All participants were workshopped by the lead author through a series of environmental criminology lectures and practice activities to build common understanding over the course of two full work weeks from 9 am to 5 pm. Environmental criminology lectures focused on the crime theories and concepts (e.g., opportunities theories, deterrence, crime concentration, situational determinants, and choice-structuring properties), crime analysis methods (e.g., problem-oriented policing, the crime triangle, crime scripts), and crime prevention tools (e.g., guardianship, risk perception, situational crime prevention). Each lecture was followed by a practical exercise to apply the concepts learned to the Vietnam context for snare hunting. These are the data on which the crime script is based. The workshop participants all sat together in the same room for lectures and used whiteboards and handouts on the conservation criminology concepts learned to work on the practical exercises as a group. The final results of the exercises were reviewed and revised where needed by the group the following day.

**DATASET ROWS:**
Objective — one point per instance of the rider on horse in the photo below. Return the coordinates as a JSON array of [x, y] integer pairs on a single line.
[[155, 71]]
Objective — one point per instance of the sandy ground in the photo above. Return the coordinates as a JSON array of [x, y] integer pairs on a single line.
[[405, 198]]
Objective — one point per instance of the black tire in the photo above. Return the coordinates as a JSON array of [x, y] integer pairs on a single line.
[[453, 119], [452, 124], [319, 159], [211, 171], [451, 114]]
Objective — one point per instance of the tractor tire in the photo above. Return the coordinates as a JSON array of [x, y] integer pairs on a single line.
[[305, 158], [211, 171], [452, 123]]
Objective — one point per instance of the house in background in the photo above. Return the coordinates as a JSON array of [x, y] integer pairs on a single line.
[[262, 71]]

...

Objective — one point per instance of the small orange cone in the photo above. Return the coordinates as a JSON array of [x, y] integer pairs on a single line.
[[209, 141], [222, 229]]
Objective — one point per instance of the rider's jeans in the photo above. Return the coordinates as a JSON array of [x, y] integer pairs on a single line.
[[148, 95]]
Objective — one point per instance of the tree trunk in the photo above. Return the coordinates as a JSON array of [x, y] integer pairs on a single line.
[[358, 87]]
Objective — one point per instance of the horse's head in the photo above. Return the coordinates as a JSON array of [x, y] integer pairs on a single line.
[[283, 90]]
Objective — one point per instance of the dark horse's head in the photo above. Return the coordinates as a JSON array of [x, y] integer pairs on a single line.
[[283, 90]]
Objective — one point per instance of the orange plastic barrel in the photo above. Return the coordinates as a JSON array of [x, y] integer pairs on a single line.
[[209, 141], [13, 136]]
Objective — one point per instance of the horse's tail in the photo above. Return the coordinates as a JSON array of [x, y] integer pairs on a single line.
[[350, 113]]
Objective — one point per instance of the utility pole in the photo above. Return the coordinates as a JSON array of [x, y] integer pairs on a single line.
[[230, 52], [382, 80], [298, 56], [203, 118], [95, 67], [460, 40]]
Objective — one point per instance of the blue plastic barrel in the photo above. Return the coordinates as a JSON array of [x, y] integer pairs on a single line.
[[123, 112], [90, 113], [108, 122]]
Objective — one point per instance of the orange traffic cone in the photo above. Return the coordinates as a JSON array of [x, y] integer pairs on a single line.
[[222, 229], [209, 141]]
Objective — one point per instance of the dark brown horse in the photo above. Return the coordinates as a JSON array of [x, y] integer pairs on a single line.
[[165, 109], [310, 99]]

...

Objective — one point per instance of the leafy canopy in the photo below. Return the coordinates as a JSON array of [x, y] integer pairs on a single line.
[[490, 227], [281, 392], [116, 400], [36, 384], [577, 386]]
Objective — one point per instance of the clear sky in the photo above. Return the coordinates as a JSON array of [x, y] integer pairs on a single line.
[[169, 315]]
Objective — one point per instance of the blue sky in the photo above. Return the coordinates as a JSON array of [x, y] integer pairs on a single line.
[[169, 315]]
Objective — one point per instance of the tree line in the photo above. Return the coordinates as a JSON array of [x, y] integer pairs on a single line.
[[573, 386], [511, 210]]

**JOBS:**
A - Retype the stretch of the listing from the line containing "Objective — one point per instance of the blue plastic" through the line containing "[[222, 229], [209, 141]]".
B - Continue the passage on the environmental criminology workshop for snare hunting from its last sentence.
The listing has no connection to the workshop text.

**ANSWERS TO THE EXERCISES:**
A -
Objective — one point per instance of the blue plastic barrel in the photo above. Return the coordinates as a JSON array of [x, y] integer pairs on a single line.
[[123, 112], [90, 113], [108, 122]]
Objective — one point per instance of the orange traffic cone in the photo above. Return the coordinates as a JSON array of [x, y] integer pairs on a single line.
[[222, 229], [209, 141]]

B -
The expert group was asked to use their knowledge of the local context (e.g., livelihood needs and vulnerabilities, historical use of protected area lands) and lived experience about how and where hunters set snares to identify the offenders, targets, and location of illegal snare hunting in the study sites as well as their modus operandi and to identify opportunities for community-led crime prevention interventions. The focus was on hunters’ choices and actions since hunters are the ones directly catching wildlife and therefore their behavior is requisite for preventing snaring. The demand for wild meat at the consumer end is, of course, a larger driver of the trade, and demand reduction programs on that end of the trade chain are necessary to fully tackle the snaring problem so hunters are further disincentivized by a lack of customers. Our focus, though, was on immediate measures to curtail hunter’s ability to hunt, regardless of demand, versus their underlying motivations to snare.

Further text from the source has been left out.